Please transcribe, exactly and only, the lines of the records below from the one holding "Target: tree line" to the very end.
-=-=-=-=-
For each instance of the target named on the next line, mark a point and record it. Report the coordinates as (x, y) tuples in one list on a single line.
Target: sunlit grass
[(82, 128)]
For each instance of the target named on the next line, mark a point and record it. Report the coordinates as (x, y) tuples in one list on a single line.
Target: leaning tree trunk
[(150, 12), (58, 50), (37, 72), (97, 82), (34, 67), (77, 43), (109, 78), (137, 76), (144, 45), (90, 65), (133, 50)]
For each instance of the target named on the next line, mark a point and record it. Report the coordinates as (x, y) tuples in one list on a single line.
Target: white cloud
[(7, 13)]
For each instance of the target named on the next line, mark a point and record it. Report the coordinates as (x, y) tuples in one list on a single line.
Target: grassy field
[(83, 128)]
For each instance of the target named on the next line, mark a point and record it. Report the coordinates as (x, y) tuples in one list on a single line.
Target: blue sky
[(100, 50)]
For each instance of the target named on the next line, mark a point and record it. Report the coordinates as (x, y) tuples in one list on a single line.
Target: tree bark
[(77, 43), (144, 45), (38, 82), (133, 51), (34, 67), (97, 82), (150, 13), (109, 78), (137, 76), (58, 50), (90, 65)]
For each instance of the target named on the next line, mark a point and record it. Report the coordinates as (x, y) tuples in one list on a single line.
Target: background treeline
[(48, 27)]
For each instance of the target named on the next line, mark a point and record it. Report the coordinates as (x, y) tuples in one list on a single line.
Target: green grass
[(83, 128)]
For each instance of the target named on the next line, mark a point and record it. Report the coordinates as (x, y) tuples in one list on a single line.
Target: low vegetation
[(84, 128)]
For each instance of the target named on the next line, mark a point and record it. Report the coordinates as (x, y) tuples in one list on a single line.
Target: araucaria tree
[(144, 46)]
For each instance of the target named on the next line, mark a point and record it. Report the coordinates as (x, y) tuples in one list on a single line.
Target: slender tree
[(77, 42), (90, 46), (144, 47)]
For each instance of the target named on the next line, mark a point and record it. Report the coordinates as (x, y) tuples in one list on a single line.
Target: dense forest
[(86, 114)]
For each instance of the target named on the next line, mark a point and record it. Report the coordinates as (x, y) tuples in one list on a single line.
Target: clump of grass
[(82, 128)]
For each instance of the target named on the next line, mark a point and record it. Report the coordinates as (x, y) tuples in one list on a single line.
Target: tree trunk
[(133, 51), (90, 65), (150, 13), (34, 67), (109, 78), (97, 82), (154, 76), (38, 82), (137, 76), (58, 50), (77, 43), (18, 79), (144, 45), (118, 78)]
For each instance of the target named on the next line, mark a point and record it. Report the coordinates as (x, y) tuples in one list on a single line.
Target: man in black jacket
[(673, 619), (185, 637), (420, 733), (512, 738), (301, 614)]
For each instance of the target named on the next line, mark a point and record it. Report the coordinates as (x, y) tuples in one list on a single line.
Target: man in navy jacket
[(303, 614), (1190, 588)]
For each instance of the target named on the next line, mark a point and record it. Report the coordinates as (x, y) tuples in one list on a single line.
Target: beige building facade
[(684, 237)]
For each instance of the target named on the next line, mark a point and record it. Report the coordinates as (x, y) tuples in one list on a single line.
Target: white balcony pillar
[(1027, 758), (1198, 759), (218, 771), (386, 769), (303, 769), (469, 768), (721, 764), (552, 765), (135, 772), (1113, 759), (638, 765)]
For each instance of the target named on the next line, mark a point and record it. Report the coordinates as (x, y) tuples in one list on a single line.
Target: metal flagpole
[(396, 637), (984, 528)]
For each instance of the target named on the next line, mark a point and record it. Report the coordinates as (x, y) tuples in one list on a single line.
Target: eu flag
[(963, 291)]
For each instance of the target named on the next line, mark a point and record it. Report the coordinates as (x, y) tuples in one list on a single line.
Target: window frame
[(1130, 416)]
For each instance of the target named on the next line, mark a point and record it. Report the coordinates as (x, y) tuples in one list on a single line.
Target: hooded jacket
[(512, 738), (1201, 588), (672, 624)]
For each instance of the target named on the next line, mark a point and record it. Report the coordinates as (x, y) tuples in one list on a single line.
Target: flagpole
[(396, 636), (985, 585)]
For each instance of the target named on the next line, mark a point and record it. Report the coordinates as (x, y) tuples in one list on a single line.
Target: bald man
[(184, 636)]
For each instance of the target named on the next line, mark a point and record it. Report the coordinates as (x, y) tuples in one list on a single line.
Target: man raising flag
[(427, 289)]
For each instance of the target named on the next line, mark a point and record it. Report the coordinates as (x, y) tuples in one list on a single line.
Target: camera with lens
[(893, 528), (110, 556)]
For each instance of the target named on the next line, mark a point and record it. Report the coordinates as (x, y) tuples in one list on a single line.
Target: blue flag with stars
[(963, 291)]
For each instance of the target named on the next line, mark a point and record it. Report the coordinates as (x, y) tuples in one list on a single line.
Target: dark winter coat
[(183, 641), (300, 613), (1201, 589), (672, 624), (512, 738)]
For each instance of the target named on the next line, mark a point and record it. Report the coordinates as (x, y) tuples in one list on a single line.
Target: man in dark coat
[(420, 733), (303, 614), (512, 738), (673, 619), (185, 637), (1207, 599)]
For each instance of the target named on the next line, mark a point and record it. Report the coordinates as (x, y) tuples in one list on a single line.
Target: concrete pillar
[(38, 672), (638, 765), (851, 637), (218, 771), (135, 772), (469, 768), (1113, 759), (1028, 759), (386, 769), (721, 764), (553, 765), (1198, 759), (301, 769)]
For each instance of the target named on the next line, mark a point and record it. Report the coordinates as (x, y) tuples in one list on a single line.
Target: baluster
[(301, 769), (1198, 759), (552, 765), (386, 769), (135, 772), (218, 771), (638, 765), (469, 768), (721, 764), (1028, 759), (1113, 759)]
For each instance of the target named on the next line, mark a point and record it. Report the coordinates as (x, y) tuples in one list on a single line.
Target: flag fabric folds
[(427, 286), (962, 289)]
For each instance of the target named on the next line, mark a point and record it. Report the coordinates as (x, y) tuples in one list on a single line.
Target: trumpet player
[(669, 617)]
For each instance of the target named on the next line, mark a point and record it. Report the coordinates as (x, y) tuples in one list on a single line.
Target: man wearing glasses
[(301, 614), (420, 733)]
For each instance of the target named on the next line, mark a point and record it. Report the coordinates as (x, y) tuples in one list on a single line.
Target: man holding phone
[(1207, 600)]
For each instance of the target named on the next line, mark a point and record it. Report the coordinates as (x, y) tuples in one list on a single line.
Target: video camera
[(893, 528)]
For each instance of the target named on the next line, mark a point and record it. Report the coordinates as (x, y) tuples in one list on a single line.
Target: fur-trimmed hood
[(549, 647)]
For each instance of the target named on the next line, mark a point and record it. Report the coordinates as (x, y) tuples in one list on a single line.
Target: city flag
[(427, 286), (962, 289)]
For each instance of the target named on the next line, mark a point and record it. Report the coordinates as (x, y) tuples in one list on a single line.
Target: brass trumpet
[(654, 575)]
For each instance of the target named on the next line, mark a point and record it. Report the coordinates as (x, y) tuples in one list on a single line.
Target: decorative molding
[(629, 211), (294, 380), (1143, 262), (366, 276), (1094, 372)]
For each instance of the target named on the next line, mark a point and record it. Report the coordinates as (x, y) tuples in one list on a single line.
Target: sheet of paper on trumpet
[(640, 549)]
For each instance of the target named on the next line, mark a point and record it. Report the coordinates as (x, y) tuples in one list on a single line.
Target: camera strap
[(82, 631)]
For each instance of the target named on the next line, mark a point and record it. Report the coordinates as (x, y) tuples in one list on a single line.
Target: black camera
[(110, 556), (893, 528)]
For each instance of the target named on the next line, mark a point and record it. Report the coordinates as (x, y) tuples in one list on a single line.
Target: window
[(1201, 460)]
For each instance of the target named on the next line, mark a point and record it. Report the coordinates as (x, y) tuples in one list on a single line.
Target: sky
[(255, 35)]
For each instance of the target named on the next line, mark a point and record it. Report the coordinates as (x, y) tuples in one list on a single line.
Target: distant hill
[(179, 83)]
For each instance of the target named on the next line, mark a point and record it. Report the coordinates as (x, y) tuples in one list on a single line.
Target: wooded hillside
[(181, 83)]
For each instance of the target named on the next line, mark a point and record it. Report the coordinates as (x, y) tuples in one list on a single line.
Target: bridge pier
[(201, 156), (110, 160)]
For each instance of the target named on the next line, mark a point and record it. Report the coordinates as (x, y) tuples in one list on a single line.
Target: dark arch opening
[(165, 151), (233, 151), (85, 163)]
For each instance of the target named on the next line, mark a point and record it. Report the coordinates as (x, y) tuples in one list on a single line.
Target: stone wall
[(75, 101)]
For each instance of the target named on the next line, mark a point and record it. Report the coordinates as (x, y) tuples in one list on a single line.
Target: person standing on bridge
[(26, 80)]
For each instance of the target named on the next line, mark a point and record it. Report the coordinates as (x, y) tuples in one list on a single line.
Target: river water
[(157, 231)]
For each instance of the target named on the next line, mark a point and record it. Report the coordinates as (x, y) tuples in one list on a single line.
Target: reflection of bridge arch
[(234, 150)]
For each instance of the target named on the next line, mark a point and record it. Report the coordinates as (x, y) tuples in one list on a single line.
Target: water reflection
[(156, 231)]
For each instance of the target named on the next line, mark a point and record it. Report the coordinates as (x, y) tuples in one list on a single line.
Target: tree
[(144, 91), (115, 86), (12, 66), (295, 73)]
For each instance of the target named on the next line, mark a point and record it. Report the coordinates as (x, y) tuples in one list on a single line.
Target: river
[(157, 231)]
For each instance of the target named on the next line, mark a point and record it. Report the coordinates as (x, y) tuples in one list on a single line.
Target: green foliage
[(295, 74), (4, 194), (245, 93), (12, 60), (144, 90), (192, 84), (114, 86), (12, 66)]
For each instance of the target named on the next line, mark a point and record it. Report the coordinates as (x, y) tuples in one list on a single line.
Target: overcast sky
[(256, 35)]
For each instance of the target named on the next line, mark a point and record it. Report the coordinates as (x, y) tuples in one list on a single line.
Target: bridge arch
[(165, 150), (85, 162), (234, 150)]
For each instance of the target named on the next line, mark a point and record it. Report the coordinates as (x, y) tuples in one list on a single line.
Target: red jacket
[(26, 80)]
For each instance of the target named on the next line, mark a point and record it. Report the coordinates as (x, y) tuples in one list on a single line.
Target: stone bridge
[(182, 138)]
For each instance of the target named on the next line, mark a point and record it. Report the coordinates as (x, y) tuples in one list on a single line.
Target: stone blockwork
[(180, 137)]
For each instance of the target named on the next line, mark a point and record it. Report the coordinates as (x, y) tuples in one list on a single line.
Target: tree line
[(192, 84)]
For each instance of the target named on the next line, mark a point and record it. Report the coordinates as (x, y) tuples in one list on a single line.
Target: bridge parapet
-=-=-=-=-
#### Written response
Target: tree line
[(192, 84)]
For each instance of the target named on the next line, mark a point and record it. Report the coordinates as (x, y) tuples in one list on a single line.
Target: bridge parapet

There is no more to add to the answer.